- **Stated task**
Render everything from the start of the listing down to the line containing "column 601, row 333" as a Markdown table with two columns, Number and Content, one row per line. Skip blank lines, and leave the pictures out of the table.
-- -- --
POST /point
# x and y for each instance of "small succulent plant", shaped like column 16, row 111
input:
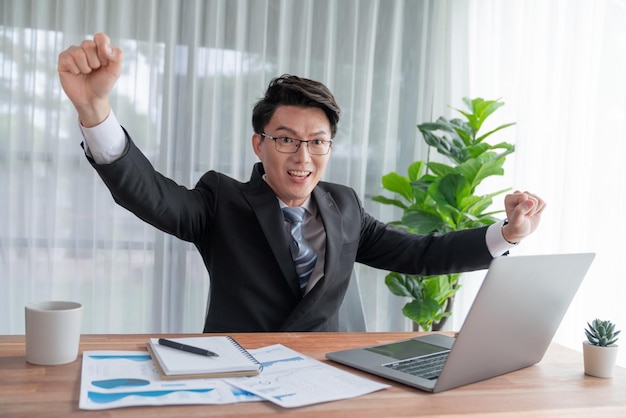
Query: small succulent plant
column 601, row 333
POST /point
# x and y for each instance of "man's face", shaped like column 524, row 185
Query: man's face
column 292, row 177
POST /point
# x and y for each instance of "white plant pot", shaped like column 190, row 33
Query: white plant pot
column 599, row 361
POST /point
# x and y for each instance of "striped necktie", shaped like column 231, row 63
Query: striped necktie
column 303, row 254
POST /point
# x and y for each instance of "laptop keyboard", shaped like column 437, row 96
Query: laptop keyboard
column 427, row 367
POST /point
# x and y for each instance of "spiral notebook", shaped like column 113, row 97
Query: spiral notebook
column 231, row 360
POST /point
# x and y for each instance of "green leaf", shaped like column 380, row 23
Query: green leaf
column 403, row 285
column 387, row 201
column 422, row 312
column 398, row 184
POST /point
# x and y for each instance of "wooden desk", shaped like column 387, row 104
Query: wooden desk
column 556, row 387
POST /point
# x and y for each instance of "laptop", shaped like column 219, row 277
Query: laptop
column 510, row 325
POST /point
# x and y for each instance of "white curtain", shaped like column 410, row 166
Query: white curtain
column 192, row 72
column 560, row 66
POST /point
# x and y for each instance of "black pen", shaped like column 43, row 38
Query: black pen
column 187, row 348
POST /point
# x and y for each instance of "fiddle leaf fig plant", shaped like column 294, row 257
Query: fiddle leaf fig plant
column 436, row 198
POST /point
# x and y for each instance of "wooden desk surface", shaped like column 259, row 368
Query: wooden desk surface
column 556, row 387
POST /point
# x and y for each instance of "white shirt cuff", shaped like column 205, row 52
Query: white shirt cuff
column 496, row 243
column 105, row 142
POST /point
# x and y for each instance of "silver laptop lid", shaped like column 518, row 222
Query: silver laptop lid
column 512, row 321
column 514, row 317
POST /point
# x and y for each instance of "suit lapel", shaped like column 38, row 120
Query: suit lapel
column 267, row 210
column 332, row 224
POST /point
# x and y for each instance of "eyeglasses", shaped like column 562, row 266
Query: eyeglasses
column 289, row 145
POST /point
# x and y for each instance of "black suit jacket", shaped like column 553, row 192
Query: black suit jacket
column 238, row 229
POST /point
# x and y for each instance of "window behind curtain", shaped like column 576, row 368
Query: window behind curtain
column 192, row 72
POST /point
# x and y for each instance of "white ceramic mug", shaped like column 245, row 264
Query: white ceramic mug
column 52, row 332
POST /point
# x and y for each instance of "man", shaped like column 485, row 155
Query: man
column 239, row 228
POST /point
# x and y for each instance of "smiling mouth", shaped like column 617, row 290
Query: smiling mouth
column 299, row 174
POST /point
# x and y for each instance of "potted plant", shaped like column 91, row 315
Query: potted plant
column 600, row 350
column 437, row 198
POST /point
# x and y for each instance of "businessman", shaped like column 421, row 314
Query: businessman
column 280, row 247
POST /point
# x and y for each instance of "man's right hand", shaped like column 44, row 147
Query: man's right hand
column 88, row 73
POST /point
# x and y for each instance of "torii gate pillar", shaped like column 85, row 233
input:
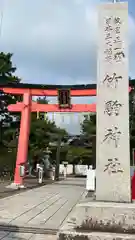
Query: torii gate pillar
column 23, row 138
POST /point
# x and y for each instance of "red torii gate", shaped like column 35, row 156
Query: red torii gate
column 27, row 106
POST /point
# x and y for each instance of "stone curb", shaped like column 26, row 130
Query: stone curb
column 34, row 230
column 67, row 235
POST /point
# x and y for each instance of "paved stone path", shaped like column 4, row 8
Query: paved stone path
column 44, row 209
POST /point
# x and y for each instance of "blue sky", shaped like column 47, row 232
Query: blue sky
column 54, row 41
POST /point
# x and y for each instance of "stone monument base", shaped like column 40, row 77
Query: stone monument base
column 100, row 220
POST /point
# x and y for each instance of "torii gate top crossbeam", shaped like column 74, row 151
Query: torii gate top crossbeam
column 51, row 90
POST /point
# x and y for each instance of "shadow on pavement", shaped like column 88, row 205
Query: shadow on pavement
column 7, row 233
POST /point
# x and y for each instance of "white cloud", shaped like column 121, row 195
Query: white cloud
column 54, row 41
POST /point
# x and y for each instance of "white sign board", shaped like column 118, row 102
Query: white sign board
column 112, row 156
column 90, row 181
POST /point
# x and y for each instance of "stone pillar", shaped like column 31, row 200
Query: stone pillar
column 23, row 140
column 112, row 146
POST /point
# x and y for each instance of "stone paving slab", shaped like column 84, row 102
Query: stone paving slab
column 46, row 207
column 25, row 236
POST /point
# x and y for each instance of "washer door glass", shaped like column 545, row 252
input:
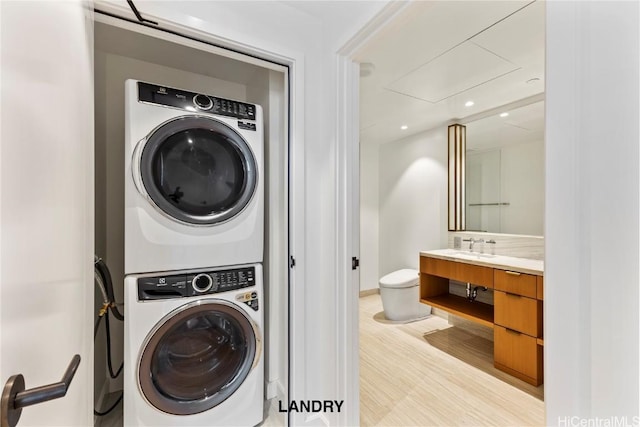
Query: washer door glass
column 197, row 358
column 198, row 170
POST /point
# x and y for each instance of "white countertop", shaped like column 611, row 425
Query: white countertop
column 502, row 262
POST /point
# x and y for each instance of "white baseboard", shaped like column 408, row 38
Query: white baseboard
column 272, row 389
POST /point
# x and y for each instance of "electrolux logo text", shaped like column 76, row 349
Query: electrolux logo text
column 311, row 406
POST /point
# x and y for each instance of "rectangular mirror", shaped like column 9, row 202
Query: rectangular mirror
column 504, row 176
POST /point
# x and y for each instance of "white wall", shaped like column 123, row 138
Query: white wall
column 522, row 186
column 592, row 213
column 276, row 30
column 369, row 216
column 413, row 199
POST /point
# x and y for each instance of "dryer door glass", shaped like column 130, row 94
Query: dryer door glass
column 198, row 170
column 197, row 358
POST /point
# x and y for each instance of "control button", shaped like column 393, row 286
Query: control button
column 163, row 282
column 203, row 102
column 202, row 283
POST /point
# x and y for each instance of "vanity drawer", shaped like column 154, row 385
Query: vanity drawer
column 519, row 313
column 517, row 354
column 515, row 282
column 459, row 271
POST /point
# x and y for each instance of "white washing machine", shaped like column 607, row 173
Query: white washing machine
column 193, row 180
column 193, row 348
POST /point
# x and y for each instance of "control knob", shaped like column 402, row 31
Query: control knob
column 202, row 283
column 203, row 102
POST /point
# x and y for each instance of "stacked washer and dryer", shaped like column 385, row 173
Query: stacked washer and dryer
column 194, row 231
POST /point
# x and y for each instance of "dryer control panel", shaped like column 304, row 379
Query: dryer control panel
column 192, row 284
column 191, row 101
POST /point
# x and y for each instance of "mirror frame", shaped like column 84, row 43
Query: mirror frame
column 457, row 137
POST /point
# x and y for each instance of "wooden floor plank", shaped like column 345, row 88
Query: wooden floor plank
column 429, row 373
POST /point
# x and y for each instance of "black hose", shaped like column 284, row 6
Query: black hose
column 100, row 414
column 96, row 326
column 105, row 276
column 109, row 363
column 103, row 270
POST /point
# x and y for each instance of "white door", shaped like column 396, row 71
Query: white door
column 46, row 203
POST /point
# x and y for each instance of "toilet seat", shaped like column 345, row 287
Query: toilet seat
column 404, row 278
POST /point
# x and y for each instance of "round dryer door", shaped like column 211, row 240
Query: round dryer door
column 197, row 357
column 198, row 170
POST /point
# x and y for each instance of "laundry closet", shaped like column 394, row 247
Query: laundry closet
column 224, row 85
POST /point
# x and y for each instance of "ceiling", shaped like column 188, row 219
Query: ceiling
column 437, row 55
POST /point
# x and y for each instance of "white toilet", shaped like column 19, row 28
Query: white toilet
column 400, row 293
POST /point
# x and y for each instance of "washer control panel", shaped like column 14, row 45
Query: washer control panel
column 191, row 101
column 192, row 284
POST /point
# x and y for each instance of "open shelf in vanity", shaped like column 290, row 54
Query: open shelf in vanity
column 515, row 316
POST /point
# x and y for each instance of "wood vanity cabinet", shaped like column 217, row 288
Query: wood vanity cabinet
column 518, row 325
column 516, row 316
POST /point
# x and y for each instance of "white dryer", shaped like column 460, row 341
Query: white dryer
column 193, row 180
column 193, row 348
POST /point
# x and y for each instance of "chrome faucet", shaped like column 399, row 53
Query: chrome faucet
column 471, row 241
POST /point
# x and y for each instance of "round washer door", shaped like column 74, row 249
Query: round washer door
column 197, row 357
column 198, row 170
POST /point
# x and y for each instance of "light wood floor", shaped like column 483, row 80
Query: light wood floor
column 429, row 373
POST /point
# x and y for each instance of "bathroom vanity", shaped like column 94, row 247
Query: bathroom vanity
column 515, row 316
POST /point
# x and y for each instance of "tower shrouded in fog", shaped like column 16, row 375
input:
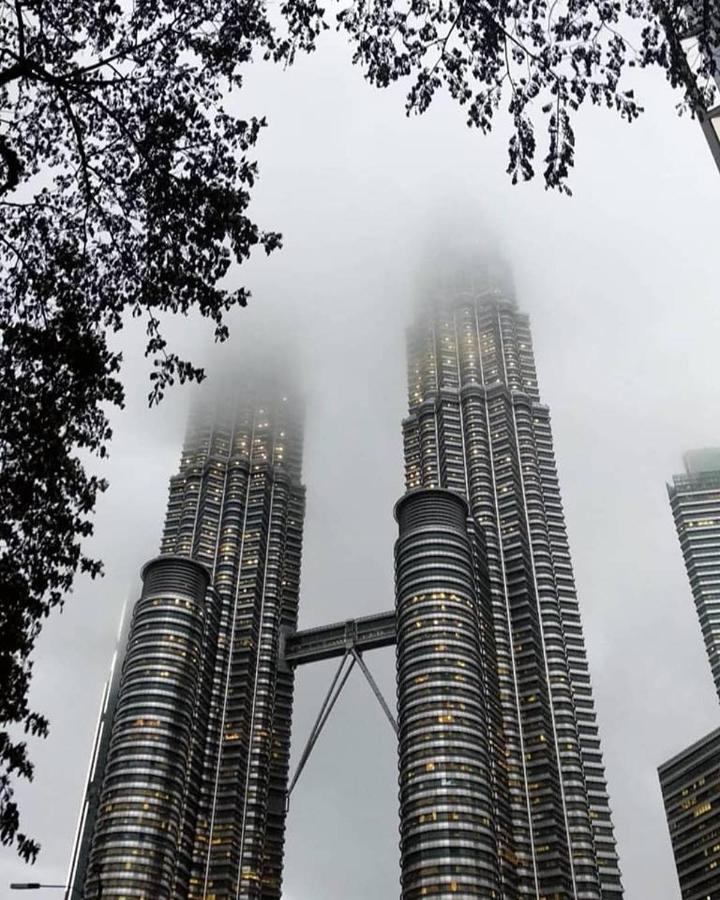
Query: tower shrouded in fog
column 501, row 784
column 477, row 427
column 188, row 799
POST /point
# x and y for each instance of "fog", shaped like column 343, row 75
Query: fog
column 621, row 282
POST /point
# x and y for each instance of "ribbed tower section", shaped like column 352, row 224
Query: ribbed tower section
column 695, row 502
column 192, row 782
column 152, row 772
column 448, row 842
column 237, row 505
column 477, row 427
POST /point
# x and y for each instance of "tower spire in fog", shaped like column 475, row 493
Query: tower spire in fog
column 477, row 427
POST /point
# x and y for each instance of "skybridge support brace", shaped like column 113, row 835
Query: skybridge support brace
column 347, row 640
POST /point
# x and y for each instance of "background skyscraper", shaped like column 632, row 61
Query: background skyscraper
column 690, row 781
column 199, row 723
column 477, row 427
column 695, row 503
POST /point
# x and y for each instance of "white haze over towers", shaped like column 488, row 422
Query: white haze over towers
column 621, row 284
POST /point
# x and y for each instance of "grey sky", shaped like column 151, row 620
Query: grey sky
column 621, row 282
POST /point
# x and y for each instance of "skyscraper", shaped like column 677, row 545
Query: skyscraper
column 690, row 784
column 188, row 794
column 477, row 427
column 695, row 503
column 502, row 789
column 690, row 781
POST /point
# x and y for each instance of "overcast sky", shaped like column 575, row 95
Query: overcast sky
column 621, row 282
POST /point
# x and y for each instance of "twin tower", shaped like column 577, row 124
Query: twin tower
column 501, row 783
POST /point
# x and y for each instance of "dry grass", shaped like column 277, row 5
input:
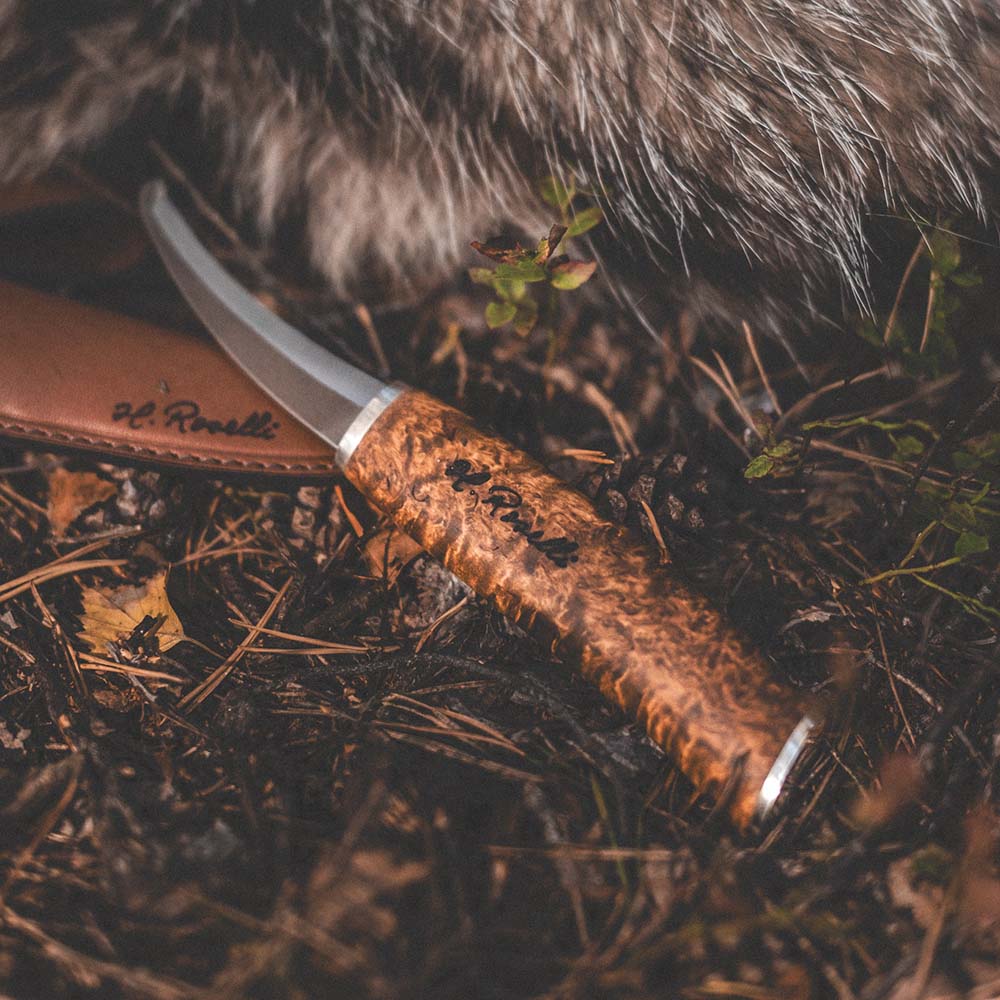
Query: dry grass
column 356, row 780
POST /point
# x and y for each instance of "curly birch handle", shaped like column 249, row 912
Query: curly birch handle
column 539, row 551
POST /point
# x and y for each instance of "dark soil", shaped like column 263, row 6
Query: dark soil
column 450, row 813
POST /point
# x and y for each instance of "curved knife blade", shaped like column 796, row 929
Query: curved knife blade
column 322, row 391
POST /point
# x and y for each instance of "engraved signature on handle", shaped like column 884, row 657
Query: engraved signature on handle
column 561, row 551
column 184, row 416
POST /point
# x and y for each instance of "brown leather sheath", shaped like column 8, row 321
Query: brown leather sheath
column 75, row 376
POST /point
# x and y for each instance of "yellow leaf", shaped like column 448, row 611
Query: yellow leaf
column 111, row 614
column 71, row 493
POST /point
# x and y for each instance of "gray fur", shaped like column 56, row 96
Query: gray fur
column 408, row 127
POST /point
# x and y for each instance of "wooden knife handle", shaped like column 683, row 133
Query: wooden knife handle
column 539, row 551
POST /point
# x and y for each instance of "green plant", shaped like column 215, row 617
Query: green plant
column 517, row 268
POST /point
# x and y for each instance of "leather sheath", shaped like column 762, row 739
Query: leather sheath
column 72, row 376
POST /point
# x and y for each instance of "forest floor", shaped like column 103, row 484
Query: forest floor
column 394, row 793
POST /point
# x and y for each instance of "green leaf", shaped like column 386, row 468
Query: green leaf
column 571, row 274
column 509, row 291
column 555, row 193
column 908, row 447
column 782, row 449
column 499, row 313
column 524, row 270
column 481, row 275
column 966, row 279
column 761, row 466
column 970, row 544
column 584, row 221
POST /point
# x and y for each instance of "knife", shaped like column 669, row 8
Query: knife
column 524, row 540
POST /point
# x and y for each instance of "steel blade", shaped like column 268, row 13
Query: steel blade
column 325, row 393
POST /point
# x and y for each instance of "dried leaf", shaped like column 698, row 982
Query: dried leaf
column 71, row 493
column 113, row 614
column 571, row 274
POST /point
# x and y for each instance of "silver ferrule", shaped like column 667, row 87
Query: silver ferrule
column 362, row 423
column 782, row 767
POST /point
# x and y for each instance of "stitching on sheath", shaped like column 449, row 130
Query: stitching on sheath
column 140, row 452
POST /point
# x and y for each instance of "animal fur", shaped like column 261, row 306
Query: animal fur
column 761, row 131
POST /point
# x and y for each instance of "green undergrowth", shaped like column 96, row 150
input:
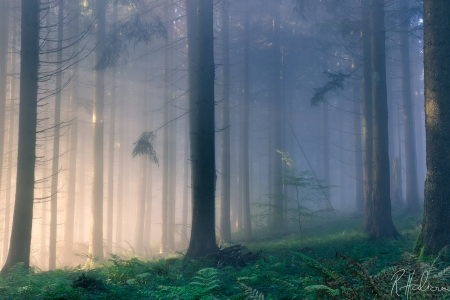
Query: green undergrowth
column 333, row 261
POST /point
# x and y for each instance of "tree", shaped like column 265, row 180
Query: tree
column 203, row 236
column 412, row 190
column 56, row 136
column 435, row 233
column 244, row 143
column 366, row 93
column 73, row 143
column 96, row 234
column 19, row 250
column 382, row 226
column 225, row 226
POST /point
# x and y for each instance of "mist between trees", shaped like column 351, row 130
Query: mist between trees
column 147, row 127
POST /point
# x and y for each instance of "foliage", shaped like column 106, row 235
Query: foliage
column 134, row 31
column 335, row 84
column 290, row 268
column 144, row 147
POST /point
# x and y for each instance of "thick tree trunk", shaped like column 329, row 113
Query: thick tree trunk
column 367, row 113
column 73, row 147
column 56, row 137
column 96, row 234
column 225, row 226
column 19, row 250
column 203, row 236
column 383, row 226
column 412, row 190
column 247, row 222
column 435, row 231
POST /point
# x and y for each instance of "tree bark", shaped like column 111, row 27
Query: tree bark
column 247, row 222
column 383, row 226
column 73, row 147
column 19, row 250
column 435, row 231
column 7, row 220
column 367, row 113
column 203, row 236
column 357, row 127
column 96, row 234
column 412, row 190
column 225, row 226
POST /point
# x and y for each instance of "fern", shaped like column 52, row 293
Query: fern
column 252, row 294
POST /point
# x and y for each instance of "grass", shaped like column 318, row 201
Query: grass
column 289, row 268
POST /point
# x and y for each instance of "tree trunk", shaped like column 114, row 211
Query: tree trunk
column 412, row 190
column 225, row 226
column 120, row 180
column 357, row 126
column 203, row 236
column 96, row 234
column 164, row 247
column 19, row 250
column 143, row 166
column 435, row 231
column 278, row 217
column 184, row 218
column 12, row 114
column 383, row 226
column 326, row 156
column 367, row 114
column 73, row 140
column 4, row 30
column 245, row 135
column 56, row 136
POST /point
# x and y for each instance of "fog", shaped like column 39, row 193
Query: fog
column 288, row 94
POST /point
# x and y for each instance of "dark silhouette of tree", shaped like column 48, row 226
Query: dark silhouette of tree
column 203, row 236
column 19, row 250
column 382, row 226
column 435, row 231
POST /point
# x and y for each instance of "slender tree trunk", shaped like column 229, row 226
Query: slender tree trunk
column 96, row 234
column 4, row 30
column 120, row 180
column 12, row 113
column 184, row 218
column 164, row 247
column 412, row 190
column 56, row 137
column 357, row 126
column 225, row 226
column 435, row 231
column 73, row 147
column 19, row 250
column 111, row 144
column 203, row 236
column 245, row 134
column 326, row 155
column 140, row 209
column 81, row 185
column 278, row 217
column 383, row 226
column 367, row 114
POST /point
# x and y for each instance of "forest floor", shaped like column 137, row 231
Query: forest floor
column 333, row 261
-- -- --
- **Answer to the problem**
| Number | Content |
|---|---|
| 1 | POST /point |
| 2 | # x and y for each instance of "small succulent plant", shaped like column 16, row 111 |
| 3 | input: |
| 4 | Query: small succulent plant |
| 5 | column 601, row 333 |